#### [資料を読む]
a) 無神論の論文集を取り上げた文章に名前が出てくる人物を、すべて挙げなさい。
b) 無神論の論文集を取り上げた文章を、最後の文のあとから書き進めなさい。
═════ 本文 ═════
ちょっと驚いたこと: Professors Stewart Shapiro and James Tappenden

次の文献が出るということは知っていた。

  • Louise M. Antony ed.,  Philosophers without Gods: Meditations on Atheism and the Secular Life, Oxford University Press USA, 2007

無神論について論じられている。宗教哲学に関する本である。何人かの哲学者が寄稿しているようだ。以前に出版予告が出た時にdescriptionをちらっと見たが、誰が寄稿しているかは書いていなかった。
今日この新刊を手にとって見てみた。
それで驚いた。
よく知られた分析系の哲学者の論考がいくつも収められている。
その中にびっくりしたことにStewart ShapiroさんやJames Tappenden(=Jamie Tappenden)さんの名前が見える。
このお二人は数学の哲学の専門家である。この分野のまったくの専門家である。
それが宗教哲学無神論


ぱらぱらとShapiroさんの文を眺めてみる。
冒頭を読むと、Shapiroさんがいかにして神が信じられなくなったかが書かれている。
元々はorthodoxなJewish familyに生まれ育ったShapiroさんだが、ある日車を運転しながらラジオのニュースを聞いていて、とうとう彼の中に残っていた宗教心(religious faith)がぷっつりと消えてなくなってしまったそうである。
═════ データ部分 ═════
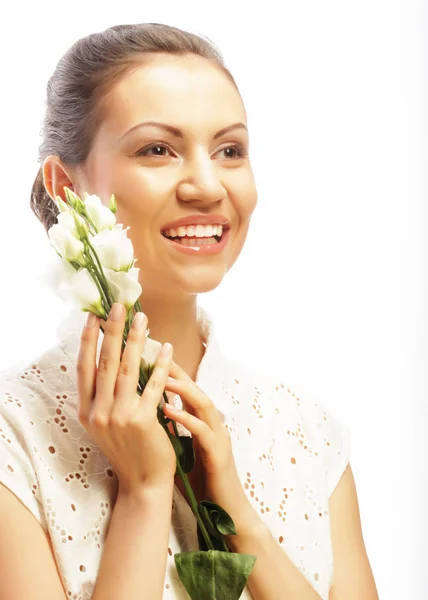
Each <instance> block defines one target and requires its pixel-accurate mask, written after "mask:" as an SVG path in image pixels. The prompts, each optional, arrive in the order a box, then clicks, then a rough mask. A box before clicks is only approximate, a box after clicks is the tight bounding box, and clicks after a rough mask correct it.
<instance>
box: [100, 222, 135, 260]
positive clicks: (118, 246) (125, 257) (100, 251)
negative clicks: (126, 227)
mask: <svg viewBox="0 0 428 600" xmlns="http://www.w3.org/2000/svg"><path fill="white" fill-rule="evenodd" d="M128 229H129V227H128V228H127V229H124V230H122V225H115V226H114V227H113V229H104V230H103V231H100V233H97V234H96V235H94V237H93V238H92V239H91V244H92V246H93V247H94V250H95V252H96V253H97V255H98V258H99V259H100V261H101V264H102V265H103V267H105V268H106V269H112V270H113V271H128V270H129V269H130V268H131V267H132V266H133V264H134V248H133V247H132V242H131V240H130V239H129V238H128V237H127V230H128Z"/></svg>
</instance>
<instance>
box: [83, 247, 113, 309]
mask: <svg viewBox="0 0 428 600" xmlns="http://www.w3.org/2000/svg"><path fill="white" fill-rule="evenodd" d="M86 244H87V245H88V248H90V250H91V251H92V254H93V255H94V257H95V260H96V261H97V265H98V272H99V278H100V281H101V282H102V284H103V287H104V289H105V293H106V296H107V299H108V301H109V303H110V306H111V305H112V304H113V302H114V299H113V297H112V296H111V294H110V289H109V287H108V283H107V280H106V278H105V275H104V271H103V268H102V265H101V262H100V259H99V258H98V254H97V253H96V252H95V250H94V248H93V246H92V244H91V242H90V241H89V239H87V240H86ZM91 258H92V257H91ZM94 268H95V269H96V267H95V265H94Z"/></svg>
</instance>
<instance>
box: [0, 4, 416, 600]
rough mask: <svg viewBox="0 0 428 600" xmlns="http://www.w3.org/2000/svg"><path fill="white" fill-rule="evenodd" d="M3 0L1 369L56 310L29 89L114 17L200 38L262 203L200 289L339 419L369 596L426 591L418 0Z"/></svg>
═════
#### [項目別の解答]
a) Louise M. Antony、Stewart Shapiro、James Tappenden（Jamie Tappenden）

b)
それは悲しい話だった。


ある少年がいて、彼は免疫系の不全のため、生まれてこの方、人と触れ合ったことがなかった。
生れてずっと無菌室の中に入れられて、人と接触せずに12年間生きてきた。
そうやって生きてきたけどある時病気になり、お医者さんが初めて無菌室の中に入って治療しなければならなくなった。
この時、彼のお母さんも無菌室に入った。
そして初めて少年とお母さんは互いに抱きしめ合った。
生れて初めて彼は人とphysicalに触れ合ったのだ、しかもお母さんに。
だけど間もなく彼は死んでしまった。
生れて初めて抱き合ったのに、死んでしまったのだ。


この話を聞いた後、Shapiroさんはreligious faithをなくしてしまったという…。


Tappendenさんの文は読んでいない。
ともかくも彼の論文冒頭で「自分は無神論者だ」と語り始める文だけは覚えている。
どうやら自分がどうして無神論者なのかを自己省察した文のようである。